WORK TO BE COMPLETED ▸
Locate the lines of the listing below that hold "query", then copy each of them.

• • •

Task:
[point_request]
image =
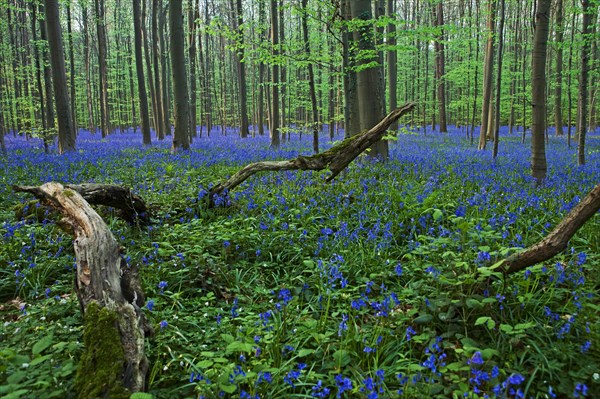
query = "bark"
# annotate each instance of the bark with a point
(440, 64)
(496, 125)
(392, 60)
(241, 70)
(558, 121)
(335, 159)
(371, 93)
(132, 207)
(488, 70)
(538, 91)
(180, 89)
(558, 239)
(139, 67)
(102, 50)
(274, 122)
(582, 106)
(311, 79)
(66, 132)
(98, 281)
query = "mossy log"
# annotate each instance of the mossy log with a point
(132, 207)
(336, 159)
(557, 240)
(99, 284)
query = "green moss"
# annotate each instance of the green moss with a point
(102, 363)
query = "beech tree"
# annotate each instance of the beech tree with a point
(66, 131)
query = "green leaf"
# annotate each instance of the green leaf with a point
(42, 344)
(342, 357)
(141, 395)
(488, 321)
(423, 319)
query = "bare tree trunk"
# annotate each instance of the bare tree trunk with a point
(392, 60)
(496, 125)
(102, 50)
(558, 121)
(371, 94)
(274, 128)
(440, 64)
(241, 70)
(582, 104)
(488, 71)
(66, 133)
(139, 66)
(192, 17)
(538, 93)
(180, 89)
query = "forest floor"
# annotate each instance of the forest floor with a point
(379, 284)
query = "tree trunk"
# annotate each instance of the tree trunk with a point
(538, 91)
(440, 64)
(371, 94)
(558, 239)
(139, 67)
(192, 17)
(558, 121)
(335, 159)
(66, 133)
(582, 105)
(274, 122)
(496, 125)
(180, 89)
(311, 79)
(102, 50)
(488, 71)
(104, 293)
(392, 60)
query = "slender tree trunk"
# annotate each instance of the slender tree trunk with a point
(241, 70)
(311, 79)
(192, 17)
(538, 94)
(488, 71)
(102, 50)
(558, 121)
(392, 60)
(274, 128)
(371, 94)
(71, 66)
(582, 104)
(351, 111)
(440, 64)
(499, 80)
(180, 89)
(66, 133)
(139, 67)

• • •

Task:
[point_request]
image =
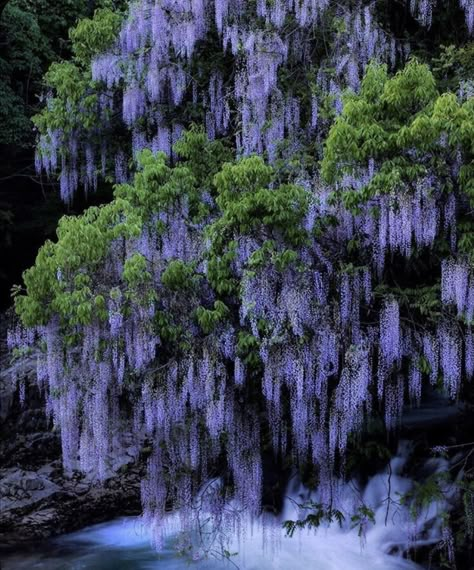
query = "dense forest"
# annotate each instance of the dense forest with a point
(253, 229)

• • •

EXPECTED ANSWER ▸
query = "bark"
query = "mossy log"
query = "green moss"
query = "beech tree"
query = "green leaf"
query = "bare tree trunk"
query = "forest floor"
query = "tree trunk"
query = "slender tree trunk"
query = "dense forest"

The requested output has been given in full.